*Text*:
Regarding the issue with Generic[T] for Observable, then I think we need to change merge, zip, combine_latest etc to only take "plain" Observable arguments i.e *args: Observable[Any] and not accept first argument as Iterable[Observable[Any]]. This is because we need to create overloads such as combine_latest(a: Observable[T1], b: Observable[T2]) -> Observable[Tuple[T1, t2]] and combine_latest(a: Observable[T1], b: Observable[T2], c: Observable[T3]) -> Observable[Tuple[T1, T2, T3]] etc. Having typed Iterables returning Observables of different types is not possible, so the Iterable would need to be Iterable[Observable[Any]]. My suggestion is that we do as RxJS and remove the support for having first argument to be Iterable[Observable].

jcafhe commented 5 years ago

I agree, from an user perspective, I prefer to write:

rx.zip(o1, o2, o3)

than

rx.zip([o1, o2, o3])

For a list of observables, we just have to add a *, so it's not that much effort:

rx.zip(*observables)

dbrattli commented 5 years ago

Yes, I suggest we remove the support now, and add it later on demand with another name e.g zip_observables or something. That way we don't need another breaking change when/if we add it.

MainRo commented 5 years ago

While working on the examples in the documentation is saw a change I was not aware of: The subscription function provided in the create operator (or Observable) now takes two parameters: the observer and a scheduler. How should a subscription implementation use this scheduler parameter ? The scheduler parameter is always provided, so my understanding is that the observer method should always be scheduled. However the scheduler can be None. Maybe things are not complete yet on that part ?

dbrattli commented 5 years ago

Yes, that is correct. This is the subscription default scheduler that you may use to set a scheduler once and for all for all operators in the chain. Check out the timeflies_tkinter.py that uses this feature. This means that when using RxPY with an UI library you don't need to set the scheduler on every operator.

For operators such as delay, it will choose the scheduler this way:

 _scheduler = scheduler or scheduler_ or timeout_scheduler

Where scheduler is the operator scheduler argument, scheduler_ is the scheduler given to subscribe (if any) and timeout_scheduler will be used if the other two are None.

For create it means that it may use the scheduler, or it may not. The scheduler may also be None if subscribe() is called without a scheduler. Create itself does not take a scheduler as an argument, but when creating custom logic it may have a scheduler (partially applied) from an outer scope (e.g fromiterable.py. Every operator is really using create(), but they currently short-cut by calling Observable directly with their subscribe function, Obserable(subscribe) is just the same as rx.create(subscribe).

If the subscribe function given to create() produces values (out of thin air) then it should probably schedule these values. If the values arrives from some other non-observable code, and create is used to wrap an observable around it to make it observable, then you should probably not schedule the values.

The confusing part is how this relates to subscribe_on(), that can be used to set the scheduler to where e.g create() run on. This is correct, but it's not possible to schedule values in the future that way, and it's not possible to schedule every value if needed. The goal of RxPY v2 was to remove operator scheduler arguments incl. subscribe_on, observe_on, but now we have both options.

*Information provided*:
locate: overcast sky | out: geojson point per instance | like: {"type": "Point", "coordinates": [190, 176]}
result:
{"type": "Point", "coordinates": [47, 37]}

*Task set*:
1. Reproduce the RxPY thread from "I agree, from" to "rx.zip(*observables)".
2. According to the RxPY thread, why should merge, zip and combine_latest accept only plain Observable arguments rather than an Iterable of Observables? Answer in one to three sentences.
3. In the RxPY thread, which scheduler does an operator such as delay use when both its own scheduler argument and the scheduler given to subscribe are None?

*Complete answers*:
1.
I agree, from an user perspective, I prefer to write:

rx.zip(o1, o2, o3)

than

rx.zip([o1, o2, o3])

For a list of observables, we just have to add a *, so it's not that much effort:

rx.zip(*observables)

2. Typing these functions needs overloads such as combine_latest(a: Observable[T1], b: Observable[T2]) returning Observable[Tuple[T1, T2]], with a separate overload for each number of arguments. A typed Iterable cannot return Observables of different types, so an Iterable argument would have to be Iterable[Observable[Any]].

3. timeout_scheduler